-- start --

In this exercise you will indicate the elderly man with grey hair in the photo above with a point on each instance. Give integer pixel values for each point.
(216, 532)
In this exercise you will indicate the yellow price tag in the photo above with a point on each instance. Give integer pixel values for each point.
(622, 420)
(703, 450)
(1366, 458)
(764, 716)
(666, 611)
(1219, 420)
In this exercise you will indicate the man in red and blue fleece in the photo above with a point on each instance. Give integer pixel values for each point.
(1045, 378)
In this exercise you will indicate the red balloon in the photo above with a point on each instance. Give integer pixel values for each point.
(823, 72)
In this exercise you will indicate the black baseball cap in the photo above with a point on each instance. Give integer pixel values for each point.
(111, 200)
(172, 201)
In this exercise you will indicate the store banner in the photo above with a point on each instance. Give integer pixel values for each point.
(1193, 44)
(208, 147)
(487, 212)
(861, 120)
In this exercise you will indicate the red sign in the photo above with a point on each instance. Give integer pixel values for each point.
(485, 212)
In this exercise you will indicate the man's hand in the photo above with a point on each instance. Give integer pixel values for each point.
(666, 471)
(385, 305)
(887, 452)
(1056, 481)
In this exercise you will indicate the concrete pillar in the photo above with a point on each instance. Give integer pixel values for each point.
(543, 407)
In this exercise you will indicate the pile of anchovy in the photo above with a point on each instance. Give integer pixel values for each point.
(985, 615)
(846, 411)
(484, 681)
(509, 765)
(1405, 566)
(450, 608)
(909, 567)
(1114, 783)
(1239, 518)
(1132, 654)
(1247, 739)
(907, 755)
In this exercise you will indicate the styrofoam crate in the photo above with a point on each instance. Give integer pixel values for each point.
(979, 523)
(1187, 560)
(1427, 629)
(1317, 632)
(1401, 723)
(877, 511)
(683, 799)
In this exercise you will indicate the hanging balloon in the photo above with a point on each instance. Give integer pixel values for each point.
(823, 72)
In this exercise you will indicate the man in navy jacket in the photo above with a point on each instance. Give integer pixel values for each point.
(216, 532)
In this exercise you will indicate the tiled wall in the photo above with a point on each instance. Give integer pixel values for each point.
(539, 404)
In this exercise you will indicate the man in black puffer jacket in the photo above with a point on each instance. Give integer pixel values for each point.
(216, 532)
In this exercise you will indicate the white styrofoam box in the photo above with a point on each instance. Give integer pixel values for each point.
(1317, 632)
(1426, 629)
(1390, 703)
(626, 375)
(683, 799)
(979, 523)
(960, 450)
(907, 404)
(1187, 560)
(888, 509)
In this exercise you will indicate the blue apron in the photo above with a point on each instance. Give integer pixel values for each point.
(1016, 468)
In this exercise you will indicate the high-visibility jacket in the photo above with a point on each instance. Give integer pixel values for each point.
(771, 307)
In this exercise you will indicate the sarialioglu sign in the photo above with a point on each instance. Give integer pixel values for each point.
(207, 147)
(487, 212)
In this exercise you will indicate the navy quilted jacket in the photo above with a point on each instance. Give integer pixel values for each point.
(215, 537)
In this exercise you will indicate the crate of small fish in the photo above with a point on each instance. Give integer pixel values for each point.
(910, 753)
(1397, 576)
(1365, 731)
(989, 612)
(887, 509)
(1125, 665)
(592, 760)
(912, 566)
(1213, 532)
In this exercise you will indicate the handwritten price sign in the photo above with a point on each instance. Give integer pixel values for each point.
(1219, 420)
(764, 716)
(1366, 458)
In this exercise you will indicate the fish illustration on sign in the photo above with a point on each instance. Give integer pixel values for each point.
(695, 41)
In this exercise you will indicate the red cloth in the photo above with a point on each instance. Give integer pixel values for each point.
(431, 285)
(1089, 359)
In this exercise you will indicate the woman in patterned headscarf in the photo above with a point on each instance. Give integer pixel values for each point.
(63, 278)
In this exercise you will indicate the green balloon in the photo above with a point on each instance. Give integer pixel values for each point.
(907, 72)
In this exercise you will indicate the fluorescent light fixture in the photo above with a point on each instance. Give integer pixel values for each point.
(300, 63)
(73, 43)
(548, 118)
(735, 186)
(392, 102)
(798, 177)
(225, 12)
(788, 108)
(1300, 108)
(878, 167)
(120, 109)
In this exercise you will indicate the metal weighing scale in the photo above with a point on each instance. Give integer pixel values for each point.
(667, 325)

-- end --

WHAT IS BEING ASKED: Put the lines of the listing into a numbered list, starting at the line that contains "In this exercise you will indicate the red cloth" and running through the last line of the listing. Leave out blank lines.

RESULT OF THIS EXERCISE:
1. In this exercise you will indicate the red cloth in the photo above with a point on each instance. Give integer pixel values for each point.
2. (431, 285)
3. (1089, 359)
4. In this exercise you will indicate the woman in patterned headscarf in the photo above with a point on each instance. Give integer pixel values for each point.
5. (63, 278)
6. In this exercise you will indicate the green balloon in the photo above with a point on each instance. Give integer pixel values for each point.
7. (907, 72)
8. In this exercise you will indicate the fluorescent light fixture in the photo above with a point on each instance. Give integer pixel values for each point.
9. (300, 63)
10. (73, 43)
11. (548, 118)
12. (735, 186)
13. (392, 102)
14. (798, 177)
15. (225, 12)
16. (788, 108)
17. (1300, 108)
18. (878, 167)
19. (120, 109)
20. In this exercise you will indicate the metal weighing scale in the photo above with a point on each instance. Give integer pixel values for each point.
21. (667, 325)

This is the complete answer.